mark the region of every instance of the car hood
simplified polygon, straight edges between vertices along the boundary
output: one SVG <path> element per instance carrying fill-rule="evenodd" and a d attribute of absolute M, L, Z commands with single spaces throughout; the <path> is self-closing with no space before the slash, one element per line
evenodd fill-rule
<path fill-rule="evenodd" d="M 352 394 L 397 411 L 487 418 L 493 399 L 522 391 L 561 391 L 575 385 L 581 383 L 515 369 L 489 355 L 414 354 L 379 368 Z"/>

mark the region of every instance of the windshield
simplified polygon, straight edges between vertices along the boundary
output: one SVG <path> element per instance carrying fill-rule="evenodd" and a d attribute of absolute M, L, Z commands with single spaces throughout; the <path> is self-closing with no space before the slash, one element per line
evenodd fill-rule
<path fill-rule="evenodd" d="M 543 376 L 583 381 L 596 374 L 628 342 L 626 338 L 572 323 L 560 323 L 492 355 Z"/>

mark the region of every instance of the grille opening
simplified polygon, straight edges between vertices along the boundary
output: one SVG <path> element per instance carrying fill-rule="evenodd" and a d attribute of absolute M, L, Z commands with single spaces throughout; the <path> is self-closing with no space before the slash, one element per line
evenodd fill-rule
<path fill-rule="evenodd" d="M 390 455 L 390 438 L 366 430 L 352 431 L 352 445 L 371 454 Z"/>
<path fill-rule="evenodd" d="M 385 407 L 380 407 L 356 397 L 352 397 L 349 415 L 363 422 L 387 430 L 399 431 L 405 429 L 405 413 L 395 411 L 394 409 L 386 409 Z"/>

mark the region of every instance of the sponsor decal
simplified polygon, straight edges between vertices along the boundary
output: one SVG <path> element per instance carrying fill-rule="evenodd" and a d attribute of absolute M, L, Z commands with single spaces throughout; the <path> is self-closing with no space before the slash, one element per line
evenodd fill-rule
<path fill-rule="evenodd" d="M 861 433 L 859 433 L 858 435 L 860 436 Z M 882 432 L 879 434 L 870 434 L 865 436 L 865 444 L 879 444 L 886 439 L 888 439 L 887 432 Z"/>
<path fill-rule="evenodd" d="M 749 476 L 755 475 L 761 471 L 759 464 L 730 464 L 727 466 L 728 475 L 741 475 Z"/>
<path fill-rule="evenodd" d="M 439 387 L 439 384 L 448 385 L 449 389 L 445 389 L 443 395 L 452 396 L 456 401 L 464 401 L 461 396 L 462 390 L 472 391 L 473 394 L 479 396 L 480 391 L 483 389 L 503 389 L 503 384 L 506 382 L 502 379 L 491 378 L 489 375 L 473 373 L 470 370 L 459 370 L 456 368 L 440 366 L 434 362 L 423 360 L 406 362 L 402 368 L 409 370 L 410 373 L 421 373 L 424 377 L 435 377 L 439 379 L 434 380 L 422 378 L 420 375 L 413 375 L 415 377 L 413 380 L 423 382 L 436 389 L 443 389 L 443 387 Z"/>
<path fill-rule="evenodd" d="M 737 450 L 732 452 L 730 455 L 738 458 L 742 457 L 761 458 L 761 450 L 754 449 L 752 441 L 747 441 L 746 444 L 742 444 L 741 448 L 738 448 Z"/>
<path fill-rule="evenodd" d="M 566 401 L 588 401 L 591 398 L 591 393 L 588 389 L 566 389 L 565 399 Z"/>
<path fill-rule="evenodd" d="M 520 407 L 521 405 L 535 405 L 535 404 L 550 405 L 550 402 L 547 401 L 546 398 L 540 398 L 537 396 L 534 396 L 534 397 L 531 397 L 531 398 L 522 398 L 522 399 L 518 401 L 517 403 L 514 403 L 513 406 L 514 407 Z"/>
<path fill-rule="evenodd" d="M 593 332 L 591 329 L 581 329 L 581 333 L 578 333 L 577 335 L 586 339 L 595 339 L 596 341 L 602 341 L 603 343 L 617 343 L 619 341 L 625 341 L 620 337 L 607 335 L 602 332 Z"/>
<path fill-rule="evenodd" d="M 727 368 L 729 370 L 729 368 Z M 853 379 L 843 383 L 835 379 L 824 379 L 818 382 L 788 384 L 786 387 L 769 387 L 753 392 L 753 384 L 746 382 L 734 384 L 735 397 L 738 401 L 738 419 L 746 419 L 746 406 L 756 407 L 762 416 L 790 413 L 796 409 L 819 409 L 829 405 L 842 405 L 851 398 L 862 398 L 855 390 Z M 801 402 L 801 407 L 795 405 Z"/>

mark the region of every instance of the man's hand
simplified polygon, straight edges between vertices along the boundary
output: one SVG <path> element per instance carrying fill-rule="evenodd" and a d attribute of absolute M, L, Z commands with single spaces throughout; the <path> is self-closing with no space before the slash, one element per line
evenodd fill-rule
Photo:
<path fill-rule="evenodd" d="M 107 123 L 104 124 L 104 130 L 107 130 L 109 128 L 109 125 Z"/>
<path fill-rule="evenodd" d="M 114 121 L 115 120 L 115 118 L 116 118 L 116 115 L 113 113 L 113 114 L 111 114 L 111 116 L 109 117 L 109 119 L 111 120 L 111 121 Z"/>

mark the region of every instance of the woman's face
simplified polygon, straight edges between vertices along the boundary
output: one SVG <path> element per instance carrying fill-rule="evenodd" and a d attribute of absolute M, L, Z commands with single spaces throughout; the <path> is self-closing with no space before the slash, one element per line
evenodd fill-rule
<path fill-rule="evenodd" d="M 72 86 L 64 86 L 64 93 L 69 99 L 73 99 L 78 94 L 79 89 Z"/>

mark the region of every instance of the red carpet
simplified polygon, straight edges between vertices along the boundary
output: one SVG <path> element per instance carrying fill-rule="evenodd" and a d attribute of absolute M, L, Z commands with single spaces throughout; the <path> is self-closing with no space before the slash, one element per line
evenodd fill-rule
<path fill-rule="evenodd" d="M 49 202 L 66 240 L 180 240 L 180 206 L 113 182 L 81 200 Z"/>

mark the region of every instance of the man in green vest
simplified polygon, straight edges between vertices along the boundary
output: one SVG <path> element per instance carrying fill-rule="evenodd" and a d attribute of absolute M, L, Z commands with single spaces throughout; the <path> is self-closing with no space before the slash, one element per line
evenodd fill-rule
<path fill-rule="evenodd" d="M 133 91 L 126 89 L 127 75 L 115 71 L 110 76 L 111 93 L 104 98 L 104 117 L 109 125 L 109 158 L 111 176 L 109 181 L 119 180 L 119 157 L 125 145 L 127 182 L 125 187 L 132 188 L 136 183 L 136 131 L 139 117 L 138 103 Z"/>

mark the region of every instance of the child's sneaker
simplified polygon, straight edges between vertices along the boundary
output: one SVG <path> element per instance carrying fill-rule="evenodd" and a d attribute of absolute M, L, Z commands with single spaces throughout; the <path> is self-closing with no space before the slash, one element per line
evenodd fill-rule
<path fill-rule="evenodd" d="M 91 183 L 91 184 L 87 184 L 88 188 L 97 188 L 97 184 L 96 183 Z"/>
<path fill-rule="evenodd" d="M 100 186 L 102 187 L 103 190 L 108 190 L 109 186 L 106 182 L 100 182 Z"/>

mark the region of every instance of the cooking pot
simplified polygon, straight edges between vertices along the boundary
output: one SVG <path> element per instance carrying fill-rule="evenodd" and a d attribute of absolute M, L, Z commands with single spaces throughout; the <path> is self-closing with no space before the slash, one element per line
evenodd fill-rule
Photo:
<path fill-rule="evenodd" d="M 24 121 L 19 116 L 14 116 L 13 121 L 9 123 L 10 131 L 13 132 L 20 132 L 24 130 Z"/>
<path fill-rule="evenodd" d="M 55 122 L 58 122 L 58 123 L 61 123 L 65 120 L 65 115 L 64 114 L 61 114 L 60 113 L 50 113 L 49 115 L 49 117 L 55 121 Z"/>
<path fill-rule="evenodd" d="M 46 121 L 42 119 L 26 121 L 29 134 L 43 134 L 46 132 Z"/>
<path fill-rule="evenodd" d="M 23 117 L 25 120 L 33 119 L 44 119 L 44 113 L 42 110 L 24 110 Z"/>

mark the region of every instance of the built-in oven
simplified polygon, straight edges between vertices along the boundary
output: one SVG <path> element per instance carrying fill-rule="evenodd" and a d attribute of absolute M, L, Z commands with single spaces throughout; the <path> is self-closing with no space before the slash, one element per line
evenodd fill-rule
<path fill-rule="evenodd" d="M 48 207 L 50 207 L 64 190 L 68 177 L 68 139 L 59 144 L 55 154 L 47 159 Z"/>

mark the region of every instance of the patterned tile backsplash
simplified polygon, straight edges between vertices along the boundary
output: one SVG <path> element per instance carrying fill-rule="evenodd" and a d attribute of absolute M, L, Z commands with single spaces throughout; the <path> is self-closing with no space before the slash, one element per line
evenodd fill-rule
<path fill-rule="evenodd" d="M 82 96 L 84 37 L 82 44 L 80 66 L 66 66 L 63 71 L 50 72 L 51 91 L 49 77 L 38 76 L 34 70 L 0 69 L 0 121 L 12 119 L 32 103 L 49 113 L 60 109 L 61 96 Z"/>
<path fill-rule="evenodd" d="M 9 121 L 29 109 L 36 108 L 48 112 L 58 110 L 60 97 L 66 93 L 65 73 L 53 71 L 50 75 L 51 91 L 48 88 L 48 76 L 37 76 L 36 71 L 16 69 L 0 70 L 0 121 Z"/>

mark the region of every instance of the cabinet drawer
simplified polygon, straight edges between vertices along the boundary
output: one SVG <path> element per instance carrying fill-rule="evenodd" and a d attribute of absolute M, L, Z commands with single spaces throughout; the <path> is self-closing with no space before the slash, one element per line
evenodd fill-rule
-------
*Task to carry out*
Put every line from the start of the material above through the line holding "385 407 L 380", both included, into a Markdown table with two columns, Row and Line. Number the rows and leave out blank lines.

*Result below*
| Row | Line |
|---|---|
| 1 | mark the region of every instance of the car hood |
| 2 | simplified polygon, straight edges between vertices along the boundary |
| 3 | output: one SVG <path> element per instance carrying fill-rule="evenodd" and a d attribute of absolute M, L, Z commands with single spaces throughout; the <path> is self-closing with no space before the slash, one element per line |
| 4 | evenodd fill-rule |
| 5 | <path fill-rule="evenodd" d="M 352 394 L 397 411 L 487 418 L 493 399 L 522 391 L 561 391 L 575 385 L 581 383 L 515 369 L 489 355 L 414 354 L 379 368 Z"/> |
| 6 | mark the region of every instance of the windshield |
| 7 | simplified polygon, straight edges between vertices along the boundary |
| 8 | output: one SVG <path> element per instance carrying fill-rule="evenodd" and a d attribute of absolute M, L, Z commands with single spaces throughout; the <path> is self-closing with no space before the slash, one element per line |
| 9 | evenodd fill-rule |
| 10 | <path fill-rule="evenodd" d="M 543 376 L 583 381 L 596 374 L 628 342 L 626 338 L 572 323 L 560 323 L 492 355 Z"/> |
| 11 | mark the region of every instance of the grille opening |
| 12 | simplified polygon, straight edges between vertices along the boundary |
| 13 | output: one SVG <path> element per instance carrying fill-rule="evenodd" and a d attribute of absolute M, L, Z commands with single spaces throughout; the <path> is self-closing with no space before the slash, one element per line |
| 14 | evenodd fill-rule |
| 15 | <path fill-rule="evenodd" d="M 390 455 L 390 438 L 366 430 L 352 431 L 352 445 L 371 454 Z"/> |
| 16 | <path fill-rule="evenodd" d="M 385 407 L 380 407 L 356 397 L 352 397 L 349 415 L 363 422 L 387 430 L 399 431 L 405 429 L 405 413 L 395 411 L 394 409 L 386 409 Z"/> |